#### Description of the task
Rewrite the records below with every "Tag" changed to "Mark", keeping all other text the same.

:: Records shown

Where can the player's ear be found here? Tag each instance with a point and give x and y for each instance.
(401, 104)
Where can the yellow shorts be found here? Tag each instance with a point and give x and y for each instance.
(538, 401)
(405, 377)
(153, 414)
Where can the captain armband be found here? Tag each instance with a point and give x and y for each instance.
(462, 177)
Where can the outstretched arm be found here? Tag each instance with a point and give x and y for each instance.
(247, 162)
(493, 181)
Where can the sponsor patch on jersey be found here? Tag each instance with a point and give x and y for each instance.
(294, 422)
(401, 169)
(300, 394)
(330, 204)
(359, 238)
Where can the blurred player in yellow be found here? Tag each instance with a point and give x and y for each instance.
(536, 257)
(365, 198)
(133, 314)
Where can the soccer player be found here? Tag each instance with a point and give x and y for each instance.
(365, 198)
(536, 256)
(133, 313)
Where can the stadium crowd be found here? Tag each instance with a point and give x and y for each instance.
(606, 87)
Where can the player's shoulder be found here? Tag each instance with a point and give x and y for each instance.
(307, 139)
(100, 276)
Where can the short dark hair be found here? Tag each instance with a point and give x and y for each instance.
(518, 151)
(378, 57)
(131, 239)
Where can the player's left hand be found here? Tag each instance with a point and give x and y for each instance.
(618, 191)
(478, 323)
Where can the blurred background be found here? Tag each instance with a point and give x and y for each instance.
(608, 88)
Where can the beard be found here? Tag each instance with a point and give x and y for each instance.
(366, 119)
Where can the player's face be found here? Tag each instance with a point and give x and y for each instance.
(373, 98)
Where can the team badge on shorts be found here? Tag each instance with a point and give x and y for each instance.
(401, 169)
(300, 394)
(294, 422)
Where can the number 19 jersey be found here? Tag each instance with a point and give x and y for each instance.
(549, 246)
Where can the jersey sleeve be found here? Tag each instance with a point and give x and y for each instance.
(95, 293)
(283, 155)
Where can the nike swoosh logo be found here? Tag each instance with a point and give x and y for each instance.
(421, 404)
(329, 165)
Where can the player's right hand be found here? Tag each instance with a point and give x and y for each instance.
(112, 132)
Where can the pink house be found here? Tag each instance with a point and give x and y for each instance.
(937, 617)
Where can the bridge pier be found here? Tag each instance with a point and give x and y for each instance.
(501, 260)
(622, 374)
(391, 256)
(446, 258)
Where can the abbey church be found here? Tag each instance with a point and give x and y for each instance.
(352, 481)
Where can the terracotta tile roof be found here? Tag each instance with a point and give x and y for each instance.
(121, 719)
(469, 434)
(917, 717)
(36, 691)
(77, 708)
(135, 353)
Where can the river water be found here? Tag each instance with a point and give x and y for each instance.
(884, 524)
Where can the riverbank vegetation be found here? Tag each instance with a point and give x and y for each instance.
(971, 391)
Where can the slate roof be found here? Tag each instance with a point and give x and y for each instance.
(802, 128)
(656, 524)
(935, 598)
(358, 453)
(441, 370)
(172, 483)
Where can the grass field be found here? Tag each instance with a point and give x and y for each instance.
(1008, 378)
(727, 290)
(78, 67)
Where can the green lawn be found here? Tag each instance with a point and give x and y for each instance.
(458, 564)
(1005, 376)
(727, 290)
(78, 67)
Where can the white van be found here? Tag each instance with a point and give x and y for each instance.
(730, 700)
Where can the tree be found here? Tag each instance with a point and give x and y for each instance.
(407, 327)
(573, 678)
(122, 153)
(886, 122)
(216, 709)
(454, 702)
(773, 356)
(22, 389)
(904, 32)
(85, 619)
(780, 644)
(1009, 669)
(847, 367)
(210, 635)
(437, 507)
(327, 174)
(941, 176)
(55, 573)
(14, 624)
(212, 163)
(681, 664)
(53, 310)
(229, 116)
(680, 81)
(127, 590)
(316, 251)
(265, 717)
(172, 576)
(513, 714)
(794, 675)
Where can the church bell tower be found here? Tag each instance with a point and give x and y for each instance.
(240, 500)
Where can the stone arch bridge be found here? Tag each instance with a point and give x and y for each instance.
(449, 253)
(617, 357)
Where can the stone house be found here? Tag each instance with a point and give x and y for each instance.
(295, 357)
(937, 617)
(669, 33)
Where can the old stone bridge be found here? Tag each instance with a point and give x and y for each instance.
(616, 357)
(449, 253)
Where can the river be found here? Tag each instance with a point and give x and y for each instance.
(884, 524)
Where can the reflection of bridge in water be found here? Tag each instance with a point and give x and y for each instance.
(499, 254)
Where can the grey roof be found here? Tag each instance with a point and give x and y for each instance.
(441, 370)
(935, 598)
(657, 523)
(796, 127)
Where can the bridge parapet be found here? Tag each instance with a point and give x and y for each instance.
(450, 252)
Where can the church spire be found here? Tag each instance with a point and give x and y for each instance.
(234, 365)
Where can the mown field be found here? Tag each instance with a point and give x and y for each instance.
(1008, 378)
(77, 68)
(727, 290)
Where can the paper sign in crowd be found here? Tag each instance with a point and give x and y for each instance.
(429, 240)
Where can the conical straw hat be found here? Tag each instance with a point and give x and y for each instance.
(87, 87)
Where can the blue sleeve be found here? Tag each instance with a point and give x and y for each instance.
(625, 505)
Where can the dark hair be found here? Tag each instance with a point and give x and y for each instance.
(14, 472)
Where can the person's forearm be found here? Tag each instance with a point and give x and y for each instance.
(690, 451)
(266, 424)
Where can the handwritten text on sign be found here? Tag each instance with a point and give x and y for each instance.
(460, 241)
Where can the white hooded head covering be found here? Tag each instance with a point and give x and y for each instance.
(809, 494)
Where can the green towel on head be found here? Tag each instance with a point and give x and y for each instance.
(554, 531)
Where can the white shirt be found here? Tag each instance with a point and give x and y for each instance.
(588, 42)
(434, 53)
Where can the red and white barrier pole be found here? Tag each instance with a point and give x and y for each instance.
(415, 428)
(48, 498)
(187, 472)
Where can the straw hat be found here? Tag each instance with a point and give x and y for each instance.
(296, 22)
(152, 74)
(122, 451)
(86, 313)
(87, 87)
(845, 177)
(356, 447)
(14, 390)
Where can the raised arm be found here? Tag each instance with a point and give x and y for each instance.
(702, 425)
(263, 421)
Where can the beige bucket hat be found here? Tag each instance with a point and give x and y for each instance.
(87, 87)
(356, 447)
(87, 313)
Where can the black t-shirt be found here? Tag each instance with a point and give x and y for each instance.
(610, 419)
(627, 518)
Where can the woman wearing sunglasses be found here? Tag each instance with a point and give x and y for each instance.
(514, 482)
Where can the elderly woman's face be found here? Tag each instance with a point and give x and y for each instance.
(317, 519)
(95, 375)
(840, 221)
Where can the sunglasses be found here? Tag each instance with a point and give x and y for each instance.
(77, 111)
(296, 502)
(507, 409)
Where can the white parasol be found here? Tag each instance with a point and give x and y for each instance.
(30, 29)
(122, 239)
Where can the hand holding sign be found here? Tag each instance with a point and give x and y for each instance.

::::

#### Problem solution
Where can the player's ear be found here? Mark each instance with a point and give x and y for each instance.
(401, 104)
Where can the yellow shorts be found here? Mark each instance with a point and give x and y for each instance.
(538, 401)
(405, 377)
(153, 414)
Where can the captain armband be found here? Mark each instance with a point and give x and y for each instance.
(462, 177)
Where can the outstretched arm be found here? Mark each instance with a point and give x and y for each instance.
(247, 162)
(493, 181)
Where can the sponsor patch on jersey be found here? Mark each instance with a point and give x and y for each instance.
(294, 422)
(401, 169)
(300, 394)
(330, 204)
(359, 238)
Where can the blurred player in yellow be found here? Mark each instance with a point and give x and y for each instance.
(536, 257)
(365, 198)
(133, 314)
Where can the soccer player be found here? Mark each instance with a point and give x and y for each instance.
(365, 198)
(536, 256)
(133, 313)
Where can the stadium crowd be found here? Mark each instance with a point and give x and y for each instance.
(606, 87)
Where can the player's shoulder be found here? Mark each instance with a point and give x and y for each instance.
(307, 139)
(100, 276)
Where can the short dark hair be found here? Mark each instance with a point and give x and y for each instance.
(518, 151)
(378, 57)
(131, 239)
Where can the player's left hand be found here? Mark each instance with a point and give x and y for each instance.
(618, 191)
(478, 323)
Where can the blurred background be found here? Mark each instance with a point and give x and y for each instance.
(608, 88)
Where can the beard be found here? Mark each instance with a point and give x and y for each instance.
(366, 119)
Where can the player's face be found here? Mark each instance with a point and give x and y for each instance.
(373, 98)
Where can the team badge on shorts be found here? Mark each instance with a point and give x and y for each instance.
(401, 169)
(300, 394)
(294, 422)
Where can the number 19 jersey be found here? Mark each instance with a point and give x and y for each instance.
(549, 246)
Where can the jersey sleeve be found here? Mark each instance with a point and give x and y for each instance.
(95, 293)
(283, 155)
Where can the nike swoosh logo be found here? Mark each instance with a point and give x and y for each instance.
(421, 404)
(329, 165)
Where can the player's right hand be found here? Mark each instance with a point and give x and y for each instance.
(112, 132)
Where can the pink house be found here? Mark each instance with a point and give x and y for each instance.
(937, 617)
Where can the bridge pier be found here? Mark each instance with a point and give x and y for each instance.
(501, 260)
(622, 374)
(391, 256)
(446, 258)
Where can the abbey church be found here? Mark each instance with a point and give x and y for each instance.
(352, 481)
Where can the terracotta tile roof be found here? Mark each instance with a point and give x and y for each instance.
(121, 719)
(469, 434)
(917, 717)
(36, 691)
(77, 708)
(135, 353)
Where can the river water be found here? Mark each instance with a point and give x and y for each instance.
(884, 524)
Where can the riverbank vegetation be found here? Mark each instance with a point and give x and y for each instance.
(971, 391)
Where can the slate roof be found here? Mark each instance with a point and give x and y for each instance.
(802, 128)
(656, 524)
(935, 598)
(358, 453)
(441, 370)
(172, 483)
Where can the grass field be found here? Mark each instance with a point and give x and y for each instance.
(1008, 378)
(727, 290)
(78, 67)
Where can the green lawn be found here? Mark each instance with a point and give x and y for each instance.
(458, 564)
(1005, 376)
(727, 290)
(78, 67)
Where can the white van be found here? Mark each instance with a point and give x and y for each instance.
(730, 700)
Where can the tree be found here? Mark each instance with a point and give x and y for each instance.
(407, 327)
(573, 678)
(122, 153)
(886, 122)
(216, 709)
(454, 702)
(773, 356)
(22, 389)
(904, 32)
(85, 619)
(780, 644)
(1009, 669)
(847, 367)
(210, 635)
(437, 507)
(327, 174)
(941, 176)
(55, 573)
(14, 624)
(212, 163)
(681, 664)
(53, 310)
(229, 116)
(680, 81)
(127, 590)
(316, 251)
(265, 717)
(172, 576)
(513, 714)
(794, 675)
Where can the church bell tower be found here? Mark each instance with a point and give x and y for each instance.
(240, 500)
Where can the stone arch bridge be found here? Mark each instance with a point and give x and y for each instance.
(449, 253)
(617, 357)
Where can the stone house be found here? Mark each instance with a point and give x and y for each instance.
(295, 357)
(937, 617)
(669, 33)
Where can the old stone bridge be found here? Mark each instance with a point and give x and y for each instance.
(616, 357)
(449, 253)
Where can the river be found here? Mark each instance with a point and give x and y for each instance.
(884, 524)
Where can the reflection of bridge in water be found here? Mark each instance with a point and give x and y for each instance.
(499, 254)
Where can the grey roof be found here? Mark each instance with a point and give x and y for each instance.
(441, 370)
(935, 598)
(657, 523)
(796, 127)
Where can the bridge parapet be found here? Mark each instance with a point and give x and y for each instance.
(450, 252)
Where can the church spire be found here? Mark each instance with a point and give x and y for each instance.
(234, 365)
Where can the mown field be found here? Mark each instance with a point and give x and y for each instance.
(1008, 378)
(77, 68)
(727, 290)
Where can the paper sign in crowd be found here? Mark each instance with a point and give x and y for each instance.
(429, 240)
Where can the conical straw hat be found here? Mark each instance with a point and give x and y for each instance.
(87, 87)
Where can the blue sleeve be found here? Mark each instance with a point and give x and y for each instance.
(625, 505)
Where can the dark hair be found here? Mark each instance with a point and give x and y for each instance.
(14, 472)
Where can the person's forearm be found here? Mark each instance with a point and give x and y for each instance.
(690, 451)
(266, 424)
Where can the handwritten text on sign be found here? Mark each instance with a point and give x and y for each instance.
(460, 241)
Where can the white hooded head covering be found here? Mark each instance with a point and give x and y for each instance.
(809, 494)
Where can the green towel on head be found here? Mark each instance with a point and give x and y for each instance.
(554, 531)
Where can the white shirt be found here? Mark each instance with a point and give x and y for each instance.
(588, 42)
(434, 53)
Where can the red and white barrier pole be found here? Mark each instance with a point and give x and y for each instance.
(415, 428)
(48, 498)
(187, 472)
Where can the straw hat be found here? Mark each instance with a point and give x and y for each instance.
(296, 22)
(152, 74)
(122, 451)
(86, 313)
(87, 87)
(845, 177)
(356, 447)
(14, 390)
Where can the raised arm be found here? Mark each instance with a point and give x and y for each instance.
(702, 425)
(263, 421)
Where can the beige bucket hat be found here? Mark each instance with a point and give x and y for each instance.
(87, 87)
(356, 447)
(87, 313)
Where can the black t-shirt be found here? Mark each instance with a point and give x and y for each instance.
(610, 419)
(627, 518)
Where can the woman wearing sunglasses be found here? Mark each instance with a point and give x and y for each instance.
(514, 482)
Where can the elderly woman's face be found here? Mark each instance with a point and give x and y for each instance.
(317, 519)
(95, 375)
(840, 221)
Where can the sunglasses be found here? Mark each instance with a point and give x and y for each instance.
(77, 111)
(296, 502)
(507, 409)
Where can the white parasol be found here? Mark each instance with a point and give x and y for each instance.
(30, 29)
(122, 239)
Where can the hand holding sign be found here? Mark each instance with a point and give x and y for each instance.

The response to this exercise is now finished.